- Goal
The entries below are to be repeated exactly as they stand.

- Provided information
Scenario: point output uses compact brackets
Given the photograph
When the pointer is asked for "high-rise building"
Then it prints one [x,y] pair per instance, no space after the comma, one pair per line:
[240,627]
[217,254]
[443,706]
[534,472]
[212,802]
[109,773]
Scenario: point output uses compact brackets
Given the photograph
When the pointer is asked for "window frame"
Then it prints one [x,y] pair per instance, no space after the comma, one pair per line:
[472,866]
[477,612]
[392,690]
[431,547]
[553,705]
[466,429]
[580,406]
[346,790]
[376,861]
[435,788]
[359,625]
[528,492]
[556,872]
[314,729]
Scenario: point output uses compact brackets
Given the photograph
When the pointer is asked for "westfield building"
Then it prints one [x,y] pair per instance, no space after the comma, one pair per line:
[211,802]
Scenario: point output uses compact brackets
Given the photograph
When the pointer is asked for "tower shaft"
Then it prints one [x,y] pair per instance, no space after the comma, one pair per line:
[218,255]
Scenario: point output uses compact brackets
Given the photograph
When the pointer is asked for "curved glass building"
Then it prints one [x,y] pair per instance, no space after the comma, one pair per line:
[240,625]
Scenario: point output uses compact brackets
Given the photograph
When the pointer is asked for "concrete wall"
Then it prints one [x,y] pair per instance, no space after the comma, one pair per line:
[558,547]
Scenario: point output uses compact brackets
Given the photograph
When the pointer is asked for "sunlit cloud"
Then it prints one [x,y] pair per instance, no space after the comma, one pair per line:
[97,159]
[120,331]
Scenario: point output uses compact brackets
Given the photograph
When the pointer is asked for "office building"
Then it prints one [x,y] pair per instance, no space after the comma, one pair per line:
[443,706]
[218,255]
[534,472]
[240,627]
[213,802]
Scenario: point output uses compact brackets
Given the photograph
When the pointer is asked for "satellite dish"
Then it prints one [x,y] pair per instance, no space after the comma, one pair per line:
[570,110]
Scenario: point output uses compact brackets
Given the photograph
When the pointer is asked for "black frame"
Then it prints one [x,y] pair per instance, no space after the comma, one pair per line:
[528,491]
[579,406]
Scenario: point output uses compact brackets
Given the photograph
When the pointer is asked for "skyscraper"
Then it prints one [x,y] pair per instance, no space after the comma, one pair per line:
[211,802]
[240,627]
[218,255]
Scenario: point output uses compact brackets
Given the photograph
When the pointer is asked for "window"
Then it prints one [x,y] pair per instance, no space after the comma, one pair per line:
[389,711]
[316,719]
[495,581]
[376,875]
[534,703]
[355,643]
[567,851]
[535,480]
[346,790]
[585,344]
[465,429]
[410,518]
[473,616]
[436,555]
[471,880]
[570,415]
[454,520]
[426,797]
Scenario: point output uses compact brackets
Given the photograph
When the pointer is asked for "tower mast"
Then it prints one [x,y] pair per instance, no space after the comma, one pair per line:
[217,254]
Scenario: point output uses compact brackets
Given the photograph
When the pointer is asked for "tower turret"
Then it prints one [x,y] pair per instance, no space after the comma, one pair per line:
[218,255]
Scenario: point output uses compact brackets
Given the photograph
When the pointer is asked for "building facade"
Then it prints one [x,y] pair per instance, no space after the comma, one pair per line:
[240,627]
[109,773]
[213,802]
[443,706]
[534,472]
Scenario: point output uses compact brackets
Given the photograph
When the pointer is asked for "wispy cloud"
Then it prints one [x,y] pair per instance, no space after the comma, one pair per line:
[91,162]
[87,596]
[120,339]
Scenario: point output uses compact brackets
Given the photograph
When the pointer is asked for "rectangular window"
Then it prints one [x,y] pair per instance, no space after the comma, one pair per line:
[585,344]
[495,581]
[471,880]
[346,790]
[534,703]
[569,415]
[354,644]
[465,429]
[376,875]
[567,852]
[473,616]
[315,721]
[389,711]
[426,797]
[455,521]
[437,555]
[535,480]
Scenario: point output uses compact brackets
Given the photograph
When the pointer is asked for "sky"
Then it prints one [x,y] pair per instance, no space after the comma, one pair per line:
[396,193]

- The completed task
Scenario: point output uses compact brackets
Given the photograph
When the pointer is asked for "high-rise building"
Then it prints one [x,y] pair per instance, no space after the comma, one pair per line:
[240,627]
[217,254]
[443,706]
[534,472]
[212,802]
[109,773]
Scenario: point output uses compact brackets
Given the photograph
When the pointer is asked for "window frame"
Then it prints one [x,y] pair per instance, no space after the comma, one pair per line:
[472,866]
[477,612]
[392,690]
[431,547]
[553,705]
[466,429]
[580,406]
[346,790]
[376,861]
[435,788]
[359,625]
[528,492]
[556,872]
[314,729]
Scenario: point output uses compact brackets
Given the photograph
When the pointer is asked for "westfield building"
Then it prints one [x,y] pair per instance, no space after the comma, one pair per line:
[211,802]
Scenario: point output uses compact brackets
Given the photograph
When the pointer is asked for "tower shaft"
Then it prints one [x,y] pair per instance, no space after the comma, one pair per line:
[218,255]
Scenario: point output uses compact brackets
Given the photograph
When the pointer is asked for "curved glass building"
Then it prints one [x,y] pair per instance, no space after the comma, one pair per line:
[240,625]
Scenario: point output uses compact brackets
Given the photograph
When the pointer is asked for "concrete wall"
Then it prints one [x,y] pair per instance, no space after the comma, one pair per line:
[558,547]
Scenario: point output uses compact brackets
Given the photograph
When the pointer is asked for "sunlit cloud"
Then it prints one [x,y] pair per instance, no space after the comma, one pair per line:
[97,159]
[120,331]
Scenario: point output uses compact brackets
Given the photograph
When the pointer is asked for "office building"
Then it prints one [x,y] pair per instance, no space after the comma, one pair per line:
[443,706]
[218,255]
[534,472]
[240,627]
[213,802]
Scenario: point output uses compact brackets
Given the photograph
When the pointer is asked for "satellite dish"
Then it prints one [x,y] pair per instance, no space after the comma, one pair per line:
[570,110]
Scenario: point output uses compact brackets
Given the photograph
When the pointer is asked for "black frame"
Then it prints one [x,y] pair per instance, no space after the comma, one pair per line:
[528,491]
[579,406]
Scenario: point output uses compact brackets
Given the photograph
When the pointer is asked for "skyscraper"
Then it prints one [x,y] pair per instance, no space after the comma, one pair per line:
[211,802]
[240,627]
[218,255]
Scenario: point output uses compact brackets
Given the photograph
When the pointer is asked for "window"
Then it prints one [x,y] pair per instance, no space after the comma, one pair per line:
[389,711]
[316,719]
[495,581]
[376,875]
[534,703]
[355,643]
[567,851]
[535,480]
[346,790]
[585,344]
[465,429]
[410,518]
[473,616]
[436,555]
[471,880]
[570,415]
[454,520]
[426,797]
Scenario: point output uses compact brackets
Given the photograph
When the pointer is asked for "tower mast"
Then it prints one [x,y] pair per instance, no space after the comma, one pair per line:
[217,254]
Scenario: point output uses compact brackets
Given the photograph
When the pointer is asked for "tower turret"
Then it prints one [x,y] pair per instance, no space after the comma, one pair per line:
[218,255]
Scenario: point output uses compact brackets
Given the photograph
When the pointer is asked for "building facade"
Then it prints one [x,y] pair per instance, no space after the comma, one pair per line:
[240,627]
[109,773]
[213,802]
[443,706]
[534,472]
Scenario: point output uses compact brackets
Given the photograph
When the pointer is asked for "wispy cloud"
Then it prints one [x,y] pair per instance, no space after the comma, one pair per line:
[91,162]
[87,596]
[120,339]
Scenario: point output uses compact brackets
Given the photograph
When the pointer is asked for "rectangular window"
Then it prints one [x,y] pair per instance, no space after the comma, one pair per line:
[585,344]
[495,581]
[471,880]
[346,790]
[534,703]
[569,415]
[354,644]
[465,429]
[376,875]
[567,852]
[473,616]
[315,721]
[389,711]
[426,797]
[455,521]
[437,555]
[535,480]
Scenario: point output uses compact brackets
Given the photograph
When the pointer is asked for "sky"
Then it prints one [x,y] pair per instance, no space after the comma, one pair per line:
[396,193]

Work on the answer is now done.